Exercise aim
Copy the data below line for line without changing anything, and leave out the pictures.

Dataset content
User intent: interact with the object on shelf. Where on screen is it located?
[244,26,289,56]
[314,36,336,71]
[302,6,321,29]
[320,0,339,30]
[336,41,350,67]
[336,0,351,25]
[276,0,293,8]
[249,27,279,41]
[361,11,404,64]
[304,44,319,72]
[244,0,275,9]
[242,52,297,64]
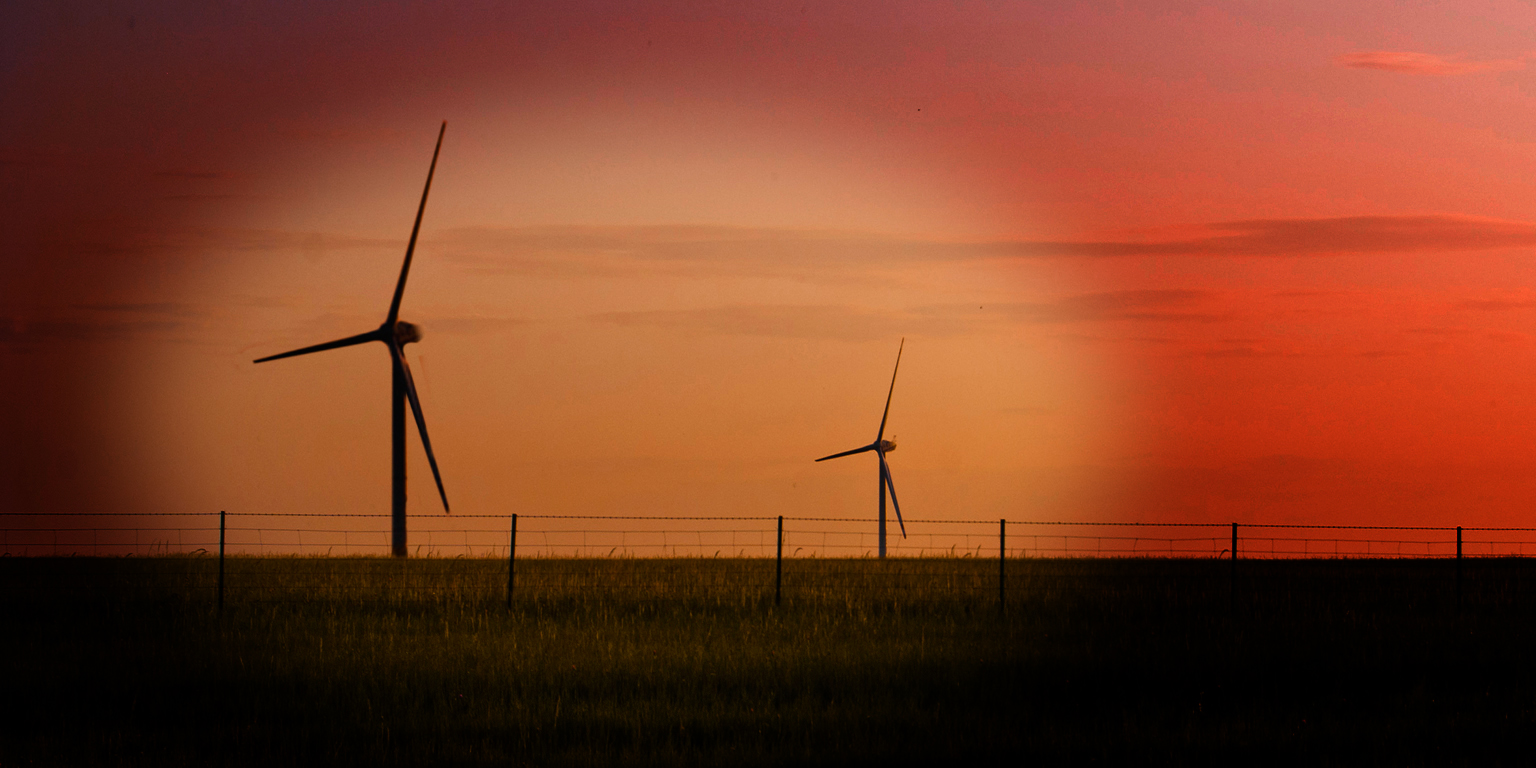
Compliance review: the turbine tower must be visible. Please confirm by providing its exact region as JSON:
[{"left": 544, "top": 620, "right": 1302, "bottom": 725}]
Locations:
[
  {"left": 816, "top": 338, "right": 906, "bottom": 558},
  {"left": 255, "top": 120, "right": 449, "bottom": 558}
]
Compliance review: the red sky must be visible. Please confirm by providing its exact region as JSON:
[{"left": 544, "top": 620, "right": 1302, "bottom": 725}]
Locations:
[{"left": 9, "top": 2, "right": 1536, "bottom": 540}]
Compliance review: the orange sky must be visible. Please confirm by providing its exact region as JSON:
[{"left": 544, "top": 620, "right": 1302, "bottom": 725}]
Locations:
[{"left": 9, "top": 2, "right": 1536, "bottom": 537}]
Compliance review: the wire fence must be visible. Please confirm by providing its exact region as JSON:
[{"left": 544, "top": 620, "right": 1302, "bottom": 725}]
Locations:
[
  {"left": 9, "top": 513, "right": 1536, "bottom": 610},
  {"left": 0, "top": 511, "right": 1536, "bottom": 559}
]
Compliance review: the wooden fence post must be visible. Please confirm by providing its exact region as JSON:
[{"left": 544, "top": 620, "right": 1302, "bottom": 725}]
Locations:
[
  {"left": 997, "top": 518, "right": 1008, "bottom": 614},
  {"left": 1227, "top": 522, "right": 1238, "bottom": 610},
  {"left": 218, "top": 510, "right": 224, "bottom": 614},
  {"left": 507, "top": 511, "right": 518, "bottom": 610},
  {"left": 773, "top": 515, "right": 783, "bottom": 608}
]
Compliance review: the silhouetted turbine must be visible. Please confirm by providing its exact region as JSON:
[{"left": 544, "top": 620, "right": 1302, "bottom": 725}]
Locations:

Solution for this problem
User intent: interact with the object on shelf. Where on screen is it located?
[244,26,289,56]
[314,36,336,71]
[302,6,321,29]
[320,0,339,30]
[336,41,350,67]
[336,0,351,25]
[276,0,293,8]
[249,27,279,41]
[361,11,404,64]
[304,44,319,72]
[244,0,275,9]
[242,52,297,64]
Compliance review: the turbine tower must be visible. Please confirm by providing its exact region as JSON:
[{"left": 544, "top": 620, "right": 1302, "bottom": 725}]
Locations:
[
  {"left": 816, "top": 338, "right": 906, "bottom": 558},
  {"left": 255, "top": 120, "right": 449, "bottom": 558}
]
Compliance review: the red sky must be visible. Please confirm by providing its exact region as JSON:
[{"left": 544, "top": 620, "right": 1302, "bottom": 725}]
Locations:
[{"left": 9, "top": 2, "right": 1536, "bottom": 540}]
Compliance review: the orange sky must be visible. Please confirm by providing its exact region as JSON:
[{"left": 544, "top": 620, "right": 1302, "bottom": 725}]
Locations:
[{"left": 9, "top": 2, "right": 1536, "bottom": 537}]
Compliance review: the wire fence must be visible. Please confirm by providing its exact region as JSON:
[{"left": 544, "top": 620, "right": 1302, "bottom": 725}]
Locations:
[
  {"left": 9, "top": 513, "right": 1536, "bottom": 610},
  {"left": 0, "top": 511, "right": 1536, "bottom": 559}
]
Compliance review: the wooden fence post must be visible. Please confirm by providing its exact region as JSON:
[{"left": 544, "top": 620, "right": 1302, "bottom": 725}]
Locations:
[
  {"left": 997, "top": 518, "right": 1008, "bottom": 614},
  {"left": 1227, "top": 522, "right": 1238, "bottom": 610},
  {"left": 218, "top": 510, "right": 224, "bottom": 614},
  {"left": 507, "top": 511, "right": 518, "bottom": 610},
  {"left": 773, "top": 515, "right": 783, "bottom": 608}
]
Compliance review: the silhouetted turbine must be visible. Please confirm by providing its exact region as JSON:
[{"left": 544, "top": 620, "right": 1302, "bottom": 725}]
Locations:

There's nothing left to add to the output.